━━━━━ Supplied data ━━━━━
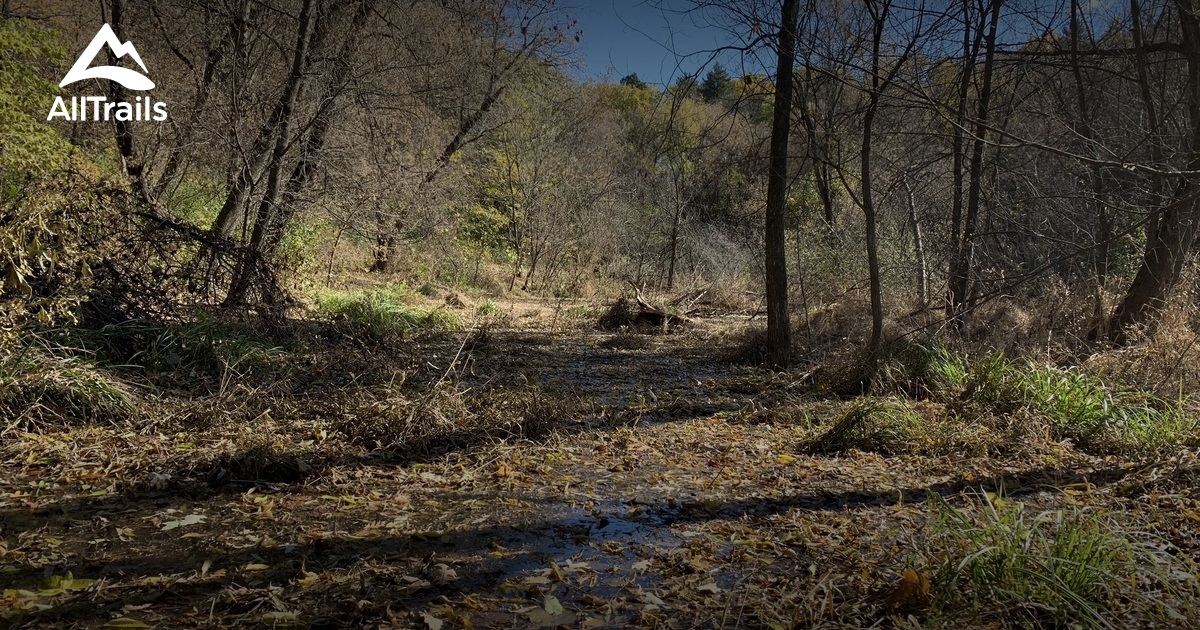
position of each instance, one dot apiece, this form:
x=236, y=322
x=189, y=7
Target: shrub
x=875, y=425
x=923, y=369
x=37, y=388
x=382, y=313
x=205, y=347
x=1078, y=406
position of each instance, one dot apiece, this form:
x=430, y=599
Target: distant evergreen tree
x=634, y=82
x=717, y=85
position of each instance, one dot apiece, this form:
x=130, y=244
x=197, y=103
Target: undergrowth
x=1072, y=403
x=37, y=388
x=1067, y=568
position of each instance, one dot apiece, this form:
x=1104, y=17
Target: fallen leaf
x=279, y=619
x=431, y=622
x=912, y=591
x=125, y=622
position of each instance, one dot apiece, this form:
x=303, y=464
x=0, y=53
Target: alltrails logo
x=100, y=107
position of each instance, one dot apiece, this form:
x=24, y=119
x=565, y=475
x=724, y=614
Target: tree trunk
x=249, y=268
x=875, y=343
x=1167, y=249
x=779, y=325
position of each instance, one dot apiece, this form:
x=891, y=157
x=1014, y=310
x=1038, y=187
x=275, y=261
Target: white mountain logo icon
━━━━━
━━━━━ Supplied data ━━━━━
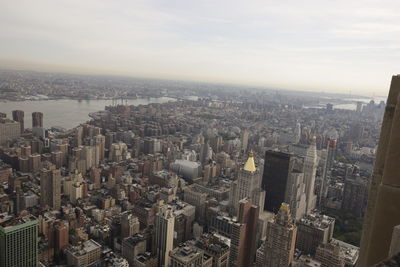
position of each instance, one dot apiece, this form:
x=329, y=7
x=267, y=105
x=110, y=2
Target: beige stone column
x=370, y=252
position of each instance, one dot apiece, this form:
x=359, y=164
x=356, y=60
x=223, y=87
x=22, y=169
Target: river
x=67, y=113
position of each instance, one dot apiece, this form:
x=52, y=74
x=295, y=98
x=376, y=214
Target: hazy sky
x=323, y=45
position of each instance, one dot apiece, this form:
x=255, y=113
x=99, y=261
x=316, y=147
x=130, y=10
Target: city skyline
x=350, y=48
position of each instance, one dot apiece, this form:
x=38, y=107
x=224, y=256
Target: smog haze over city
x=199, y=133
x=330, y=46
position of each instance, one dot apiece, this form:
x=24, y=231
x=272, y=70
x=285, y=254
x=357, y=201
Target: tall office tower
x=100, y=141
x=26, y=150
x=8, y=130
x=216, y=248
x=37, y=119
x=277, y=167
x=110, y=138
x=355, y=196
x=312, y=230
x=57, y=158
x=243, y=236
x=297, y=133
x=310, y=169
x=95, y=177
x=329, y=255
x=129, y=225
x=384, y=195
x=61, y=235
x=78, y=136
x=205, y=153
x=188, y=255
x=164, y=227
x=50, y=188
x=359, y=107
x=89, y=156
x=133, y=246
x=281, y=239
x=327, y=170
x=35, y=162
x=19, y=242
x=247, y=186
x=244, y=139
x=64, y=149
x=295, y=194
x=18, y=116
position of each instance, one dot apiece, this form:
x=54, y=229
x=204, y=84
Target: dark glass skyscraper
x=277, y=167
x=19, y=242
━━━━━
> [Description of the task]: Count the lines in the items above that contain the string "logo", treating uppercase and lowercase as different. Reply with the number alone.

> [Solved exercise]: 2